Document extract ▸
——————
Parenting Technique #1

Who needs to read books or seeking advice from professionals when reverse psychology achieve the same thing? Classic example:

X: Mom, why can’t I date Y?

X’s Mom: why don’t you be like auntie Z’s daughter and date A, B, and C and make a name for yourself?

X: ???!?!??!?!

Our Professions

Vietnamese are very practical, hence the following breakdown:

For guys: IT, technical degrees, engineering (computer science, electrical engineer, etc), doctor, and lawyer.

For the ladies: nursing, business degree (finance and accounting), and cosmetic.

For both sexes: NAIL! We pretty much dominate this industry and that’s a fact.

Studying something that does not make money or unable to get a job would be queer. Interested in psychology and art? Forget it, it doesn’t make money and it’s unpractical. Career in acting/stage/show/singing? Don’t even think about it, those professions are for gay and lesbian. How about joining Peace Corps and do some good? What? Are you nuts?

The Dad

Dad is a funny creature in many ways. Dad reads newspaper, but only war and politic sections. Dad discusses mostly about war and politics. Dad talks to dad’s friend mostly about war and politics. Dad is a walking and living  war and politics encyclopedia. Dad can recite exactly every pre-75 war events with exact dates and who’s who, but when ask dad about kid’s birthday and mom’s anniversary… dad’s clueless. Dad’s food groups include: coffee, cigarettes, and Pho. Dad’s values and beliefs are in need of few upgrades. Dad still values virginity as a #1 indication of a good wife. Dad still believes that with a lot of political non-sense oversea will somehow turn the tide of communism. That’s our dad!
——————
Task to carry out ▸
Write out the part of the text on Vietnamese family life that begins at the words "Vietnamese are very" and stops after "accounting), and cosmetic.", word for word. The material is not needed for this work.

Descriptions of regions in natural language
——————
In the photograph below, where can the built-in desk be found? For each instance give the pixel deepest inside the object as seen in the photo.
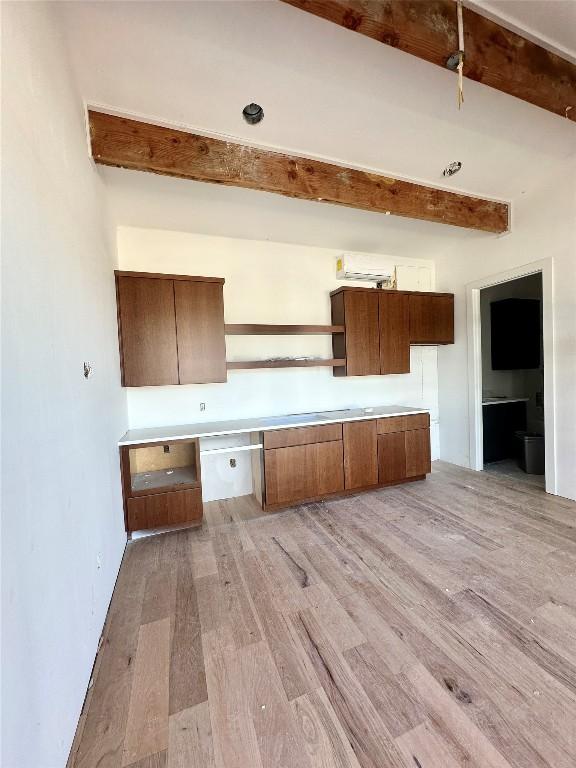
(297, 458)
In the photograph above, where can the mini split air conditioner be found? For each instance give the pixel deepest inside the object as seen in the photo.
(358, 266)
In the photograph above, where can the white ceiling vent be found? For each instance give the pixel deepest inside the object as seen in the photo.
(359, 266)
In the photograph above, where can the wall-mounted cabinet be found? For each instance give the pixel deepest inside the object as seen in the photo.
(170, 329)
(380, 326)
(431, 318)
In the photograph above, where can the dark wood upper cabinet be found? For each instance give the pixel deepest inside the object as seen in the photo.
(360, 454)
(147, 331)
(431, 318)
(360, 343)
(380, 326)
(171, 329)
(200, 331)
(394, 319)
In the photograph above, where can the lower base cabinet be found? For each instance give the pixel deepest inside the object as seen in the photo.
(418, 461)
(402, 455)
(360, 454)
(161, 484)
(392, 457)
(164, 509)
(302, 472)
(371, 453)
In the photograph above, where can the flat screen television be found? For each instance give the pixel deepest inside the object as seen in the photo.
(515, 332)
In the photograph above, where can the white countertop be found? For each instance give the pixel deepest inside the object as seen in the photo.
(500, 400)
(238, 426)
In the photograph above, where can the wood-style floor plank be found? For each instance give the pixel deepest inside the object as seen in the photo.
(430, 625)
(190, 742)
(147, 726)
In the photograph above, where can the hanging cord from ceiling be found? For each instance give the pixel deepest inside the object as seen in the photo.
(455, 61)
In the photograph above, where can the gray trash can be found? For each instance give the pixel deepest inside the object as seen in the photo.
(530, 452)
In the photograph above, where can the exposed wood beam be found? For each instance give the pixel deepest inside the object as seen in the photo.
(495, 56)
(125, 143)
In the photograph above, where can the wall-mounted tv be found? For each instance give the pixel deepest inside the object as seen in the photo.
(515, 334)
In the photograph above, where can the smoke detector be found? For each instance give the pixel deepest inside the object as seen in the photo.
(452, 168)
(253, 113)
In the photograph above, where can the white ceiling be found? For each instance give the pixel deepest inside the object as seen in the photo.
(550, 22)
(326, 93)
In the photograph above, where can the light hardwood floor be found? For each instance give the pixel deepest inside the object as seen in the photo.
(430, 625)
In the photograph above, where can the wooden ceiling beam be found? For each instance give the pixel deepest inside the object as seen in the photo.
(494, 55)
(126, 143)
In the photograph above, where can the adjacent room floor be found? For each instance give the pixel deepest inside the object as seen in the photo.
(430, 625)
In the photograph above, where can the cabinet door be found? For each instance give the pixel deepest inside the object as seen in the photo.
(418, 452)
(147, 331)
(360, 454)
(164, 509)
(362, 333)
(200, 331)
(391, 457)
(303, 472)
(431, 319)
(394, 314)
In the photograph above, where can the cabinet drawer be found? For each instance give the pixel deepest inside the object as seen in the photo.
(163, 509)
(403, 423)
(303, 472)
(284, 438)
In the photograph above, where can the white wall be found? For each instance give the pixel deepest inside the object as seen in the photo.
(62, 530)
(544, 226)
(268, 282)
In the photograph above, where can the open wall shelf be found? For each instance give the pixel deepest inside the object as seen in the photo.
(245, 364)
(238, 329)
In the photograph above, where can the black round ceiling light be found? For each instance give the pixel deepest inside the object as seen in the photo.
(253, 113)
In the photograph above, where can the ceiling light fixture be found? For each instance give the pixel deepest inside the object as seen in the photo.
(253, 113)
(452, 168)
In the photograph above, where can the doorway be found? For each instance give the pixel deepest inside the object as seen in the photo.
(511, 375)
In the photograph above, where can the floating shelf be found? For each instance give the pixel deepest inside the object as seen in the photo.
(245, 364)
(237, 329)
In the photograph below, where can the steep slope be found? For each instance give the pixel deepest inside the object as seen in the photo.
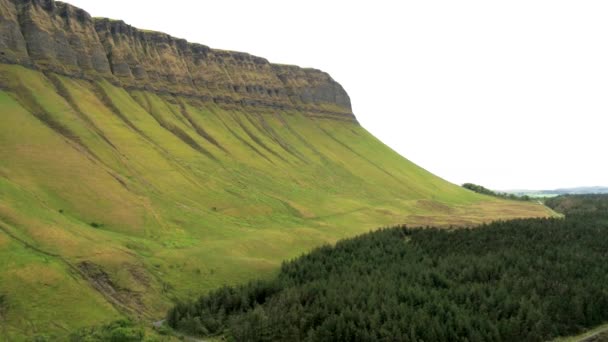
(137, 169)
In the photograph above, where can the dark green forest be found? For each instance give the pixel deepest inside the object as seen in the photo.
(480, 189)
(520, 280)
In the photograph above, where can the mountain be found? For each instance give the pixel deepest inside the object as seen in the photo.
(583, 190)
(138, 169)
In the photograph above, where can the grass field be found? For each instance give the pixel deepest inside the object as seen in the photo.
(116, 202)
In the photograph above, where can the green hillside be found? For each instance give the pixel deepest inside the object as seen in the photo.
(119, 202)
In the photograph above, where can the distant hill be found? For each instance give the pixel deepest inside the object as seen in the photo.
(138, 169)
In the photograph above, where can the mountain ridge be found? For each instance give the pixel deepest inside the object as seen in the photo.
——————
Result ▸
Vietnamese are very practical, hence the following breakdown:

For guys: IT, technical degrees, engineering (computer science, electrical engineer, etc), doctor, and lawyer.

For the ladies: nursing, business degree (finance and accounting), and cosmetic.